__Task brief__.
Transcribe the rest of the listing below, starting with the line that contains "of the flower" and ending with the last line, exactly as written.

━━━━━━━━━━━━━━━━

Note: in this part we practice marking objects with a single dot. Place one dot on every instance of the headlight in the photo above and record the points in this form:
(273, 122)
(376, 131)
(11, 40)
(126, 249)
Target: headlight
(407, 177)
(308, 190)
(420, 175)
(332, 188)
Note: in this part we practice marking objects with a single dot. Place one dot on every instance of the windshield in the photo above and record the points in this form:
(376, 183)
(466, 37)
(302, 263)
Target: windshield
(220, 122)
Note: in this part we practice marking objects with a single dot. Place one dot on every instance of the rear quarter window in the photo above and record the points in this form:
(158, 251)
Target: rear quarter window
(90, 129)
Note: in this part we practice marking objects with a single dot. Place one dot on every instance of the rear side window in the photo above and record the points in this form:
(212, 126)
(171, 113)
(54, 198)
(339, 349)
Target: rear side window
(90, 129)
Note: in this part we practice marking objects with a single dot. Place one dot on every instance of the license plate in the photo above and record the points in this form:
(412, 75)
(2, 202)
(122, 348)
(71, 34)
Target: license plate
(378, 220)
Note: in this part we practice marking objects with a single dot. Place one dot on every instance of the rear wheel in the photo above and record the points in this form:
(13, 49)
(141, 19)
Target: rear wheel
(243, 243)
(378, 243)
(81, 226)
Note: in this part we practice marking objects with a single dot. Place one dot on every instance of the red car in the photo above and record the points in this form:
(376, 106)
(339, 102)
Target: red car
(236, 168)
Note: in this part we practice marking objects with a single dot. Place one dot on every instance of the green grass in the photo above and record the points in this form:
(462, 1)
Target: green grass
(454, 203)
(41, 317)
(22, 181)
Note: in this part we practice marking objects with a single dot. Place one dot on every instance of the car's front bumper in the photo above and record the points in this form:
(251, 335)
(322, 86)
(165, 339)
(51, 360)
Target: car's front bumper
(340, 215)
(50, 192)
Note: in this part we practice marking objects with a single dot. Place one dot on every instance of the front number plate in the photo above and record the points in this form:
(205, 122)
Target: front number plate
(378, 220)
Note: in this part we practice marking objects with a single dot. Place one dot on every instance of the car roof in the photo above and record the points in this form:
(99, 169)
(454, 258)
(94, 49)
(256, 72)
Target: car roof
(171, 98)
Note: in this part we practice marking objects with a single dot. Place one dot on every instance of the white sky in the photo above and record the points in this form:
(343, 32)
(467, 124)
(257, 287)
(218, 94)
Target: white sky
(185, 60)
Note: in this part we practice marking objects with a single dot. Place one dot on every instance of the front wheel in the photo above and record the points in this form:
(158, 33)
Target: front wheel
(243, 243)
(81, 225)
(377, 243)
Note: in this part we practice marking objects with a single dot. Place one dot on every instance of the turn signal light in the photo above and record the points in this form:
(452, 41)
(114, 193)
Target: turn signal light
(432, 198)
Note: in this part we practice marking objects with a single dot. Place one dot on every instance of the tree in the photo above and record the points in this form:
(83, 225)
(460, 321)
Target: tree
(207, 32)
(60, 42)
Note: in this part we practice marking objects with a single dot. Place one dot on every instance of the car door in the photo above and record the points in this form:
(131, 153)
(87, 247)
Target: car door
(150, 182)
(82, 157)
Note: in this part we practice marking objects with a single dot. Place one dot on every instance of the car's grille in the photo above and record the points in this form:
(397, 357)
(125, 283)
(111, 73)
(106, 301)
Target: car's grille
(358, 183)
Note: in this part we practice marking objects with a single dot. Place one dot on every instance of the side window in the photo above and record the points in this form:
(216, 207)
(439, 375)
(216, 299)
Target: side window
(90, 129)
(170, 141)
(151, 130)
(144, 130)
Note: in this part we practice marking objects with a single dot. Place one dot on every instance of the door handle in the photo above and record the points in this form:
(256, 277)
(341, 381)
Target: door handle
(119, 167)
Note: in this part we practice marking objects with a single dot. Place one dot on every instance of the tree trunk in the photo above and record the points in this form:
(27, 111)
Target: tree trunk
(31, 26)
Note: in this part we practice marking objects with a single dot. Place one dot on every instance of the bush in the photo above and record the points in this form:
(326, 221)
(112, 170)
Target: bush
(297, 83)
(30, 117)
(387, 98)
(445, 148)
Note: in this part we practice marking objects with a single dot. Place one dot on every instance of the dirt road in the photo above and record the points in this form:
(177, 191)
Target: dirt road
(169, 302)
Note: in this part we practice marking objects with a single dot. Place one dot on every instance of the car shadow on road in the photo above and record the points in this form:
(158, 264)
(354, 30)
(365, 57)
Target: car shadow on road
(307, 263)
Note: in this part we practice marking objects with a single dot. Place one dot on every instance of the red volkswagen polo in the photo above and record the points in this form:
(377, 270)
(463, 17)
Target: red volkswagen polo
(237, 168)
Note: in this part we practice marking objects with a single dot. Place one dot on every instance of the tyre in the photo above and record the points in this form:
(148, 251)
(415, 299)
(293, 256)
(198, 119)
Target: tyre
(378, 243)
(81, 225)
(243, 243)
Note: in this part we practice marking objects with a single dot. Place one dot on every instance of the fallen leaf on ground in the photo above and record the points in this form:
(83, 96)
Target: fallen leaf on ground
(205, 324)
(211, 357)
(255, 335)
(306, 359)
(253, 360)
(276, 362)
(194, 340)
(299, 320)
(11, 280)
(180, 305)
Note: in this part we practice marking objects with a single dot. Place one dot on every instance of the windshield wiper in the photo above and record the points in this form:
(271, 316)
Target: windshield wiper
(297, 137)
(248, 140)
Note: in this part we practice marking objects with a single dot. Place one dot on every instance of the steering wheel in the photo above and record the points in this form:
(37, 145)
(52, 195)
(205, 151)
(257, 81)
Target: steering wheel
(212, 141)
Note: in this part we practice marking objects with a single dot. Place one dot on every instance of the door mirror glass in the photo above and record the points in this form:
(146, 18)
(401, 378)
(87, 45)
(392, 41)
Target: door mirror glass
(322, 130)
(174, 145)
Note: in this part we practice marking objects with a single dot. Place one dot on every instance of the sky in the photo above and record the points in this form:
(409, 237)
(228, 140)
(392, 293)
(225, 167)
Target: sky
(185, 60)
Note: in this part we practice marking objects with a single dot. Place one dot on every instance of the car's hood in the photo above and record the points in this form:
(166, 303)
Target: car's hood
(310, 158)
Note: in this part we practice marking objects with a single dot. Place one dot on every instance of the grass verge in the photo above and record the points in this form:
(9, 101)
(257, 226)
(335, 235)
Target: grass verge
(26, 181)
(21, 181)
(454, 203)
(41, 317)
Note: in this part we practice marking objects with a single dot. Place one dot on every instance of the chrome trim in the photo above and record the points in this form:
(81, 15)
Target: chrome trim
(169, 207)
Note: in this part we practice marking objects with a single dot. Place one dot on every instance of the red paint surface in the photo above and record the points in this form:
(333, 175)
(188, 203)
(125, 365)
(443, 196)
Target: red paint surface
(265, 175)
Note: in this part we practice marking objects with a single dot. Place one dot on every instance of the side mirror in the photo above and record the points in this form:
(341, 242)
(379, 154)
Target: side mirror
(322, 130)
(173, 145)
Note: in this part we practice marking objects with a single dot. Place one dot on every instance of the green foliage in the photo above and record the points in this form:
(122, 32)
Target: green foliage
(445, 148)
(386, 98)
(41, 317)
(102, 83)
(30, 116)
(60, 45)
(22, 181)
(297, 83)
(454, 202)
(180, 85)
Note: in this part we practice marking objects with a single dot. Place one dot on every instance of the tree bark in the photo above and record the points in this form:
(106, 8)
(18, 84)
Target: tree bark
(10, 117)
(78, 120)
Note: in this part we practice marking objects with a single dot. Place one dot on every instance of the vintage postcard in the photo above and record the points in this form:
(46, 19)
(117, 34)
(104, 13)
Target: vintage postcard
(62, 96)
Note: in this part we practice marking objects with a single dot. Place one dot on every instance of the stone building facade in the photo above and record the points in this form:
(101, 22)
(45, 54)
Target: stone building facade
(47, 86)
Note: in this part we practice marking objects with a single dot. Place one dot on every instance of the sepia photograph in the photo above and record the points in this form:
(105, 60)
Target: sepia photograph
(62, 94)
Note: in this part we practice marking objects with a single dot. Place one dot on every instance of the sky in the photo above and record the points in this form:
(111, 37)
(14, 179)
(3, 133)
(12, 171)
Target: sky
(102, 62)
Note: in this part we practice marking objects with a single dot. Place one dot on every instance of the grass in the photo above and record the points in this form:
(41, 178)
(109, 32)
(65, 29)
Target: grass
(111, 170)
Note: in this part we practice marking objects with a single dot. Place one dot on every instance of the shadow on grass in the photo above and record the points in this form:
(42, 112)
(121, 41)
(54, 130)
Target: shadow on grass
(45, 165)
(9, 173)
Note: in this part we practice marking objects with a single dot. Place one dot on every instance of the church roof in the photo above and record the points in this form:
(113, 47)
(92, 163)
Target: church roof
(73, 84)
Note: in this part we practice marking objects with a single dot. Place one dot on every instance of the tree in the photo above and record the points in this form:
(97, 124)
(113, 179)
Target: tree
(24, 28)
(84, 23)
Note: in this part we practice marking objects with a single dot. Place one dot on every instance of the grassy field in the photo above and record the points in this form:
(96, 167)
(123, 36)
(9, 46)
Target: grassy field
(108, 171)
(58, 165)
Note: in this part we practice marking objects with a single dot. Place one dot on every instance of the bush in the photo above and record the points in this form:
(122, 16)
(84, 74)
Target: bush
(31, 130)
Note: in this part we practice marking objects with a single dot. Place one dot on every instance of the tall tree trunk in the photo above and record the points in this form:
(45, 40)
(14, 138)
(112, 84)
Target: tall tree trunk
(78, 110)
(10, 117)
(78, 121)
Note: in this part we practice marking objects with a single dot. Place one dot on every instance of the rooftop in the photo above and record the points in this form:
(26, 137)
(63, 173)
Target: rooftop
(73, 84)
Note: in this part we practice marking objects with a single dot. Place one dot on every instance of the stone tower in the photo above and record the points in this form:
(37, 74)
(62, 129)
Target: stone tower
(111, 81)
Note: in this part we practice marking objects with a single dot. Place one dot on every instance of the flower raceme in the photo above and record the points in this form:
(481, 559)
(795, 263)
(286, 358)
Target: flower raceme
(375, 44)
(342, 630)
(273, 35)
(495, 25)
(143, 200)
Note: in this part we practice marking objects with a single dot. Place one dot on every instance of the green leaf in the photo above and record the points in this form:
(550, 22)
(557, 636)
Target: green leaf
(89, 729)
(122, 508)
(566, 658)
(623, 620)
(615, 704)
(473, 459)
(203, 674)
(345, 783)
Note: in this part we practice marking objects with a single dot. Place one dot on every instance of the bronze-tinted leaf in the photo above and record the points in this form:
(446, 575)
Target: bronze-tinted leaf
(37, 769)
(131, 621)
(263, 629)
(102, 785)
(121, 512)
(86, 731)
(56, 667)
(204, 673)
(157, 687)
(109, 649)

━━━━━━━━━━━━━━━━

__Task solution__.
Note: in this part we practice marking objects with a single dot. Place one dot on every instance of the flower raceme in the photo above and record the points in this form:
(481, 559)
(795, 263)
(286, 358)
Target: flower raceme
(375, 44)
(342, 630)
(273, 35)
(495, 25)
(143, 200)
Note: in this part we practice marking objects with a single dot. Place one dot on every instance of the green leaf in the photo above and record the points in this form:
(550, 22)
(557, 636)
Target: green leaf
(89, 729)
(122, 508)
(566, 658)
(623, 620)
(615, 704)
(473, 459)
(203, 674)
(345, 783)
Note: in this part we practice marking objects with a single dot. Place one dot on every instance of the bronze-tinted leaf in the photo above and record the points in this form:
(446, 575)
Target: bronze-tinted leaf
(37, 769)
(131, 621)
(263, 629)
(102, 785)
(121, 512)
(86, 731)
(56, 667)
(204, 673)
(157, 687)
(109, 649)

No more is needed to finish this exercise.